| Written exercise |
Rewrite the lines of all the records below as one numbered list, and skip any blank lines.

| Data supplied |
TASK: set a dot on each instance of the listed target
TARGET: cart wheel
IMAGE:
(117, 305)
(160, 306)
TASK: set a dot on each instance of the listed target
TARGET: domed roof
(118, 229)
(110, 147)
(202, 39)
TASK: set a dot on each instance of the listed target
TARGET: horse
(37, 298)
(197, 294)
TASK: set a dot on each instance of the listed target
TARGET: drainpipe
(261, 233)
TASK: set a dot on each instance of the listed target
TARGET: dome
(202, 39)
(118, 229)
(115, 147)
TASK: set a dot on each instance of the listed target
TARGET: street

| Expected answer |
1. TASK: set a dot on each instance of the listed target
2. TARGET: cart wheel
3. IMAGE:
4. (117, 305)
5. (160, 306)
6. TASK: set a dot on each instance of the listed target
7. TARGET: domed roof
8. (118, 229)
9. (110, 147)
10. (202, 39)
11. TASK: set a dot on each instance of the listed target
12. TARGET: horse
13. (37, 298)
14. (197, 294)
15. TASK: set a dot on each instance of the listed target
16. TARGET: drainpipe
17. (261, 233)
18. TASK: set a dot on each instance of the listed target
19. TARGET: dome
20. (202, 39)
21. (118, 229)
22. (115, 147)
23. TASK: set a dot on each instance of the listed target
24. TARGET: street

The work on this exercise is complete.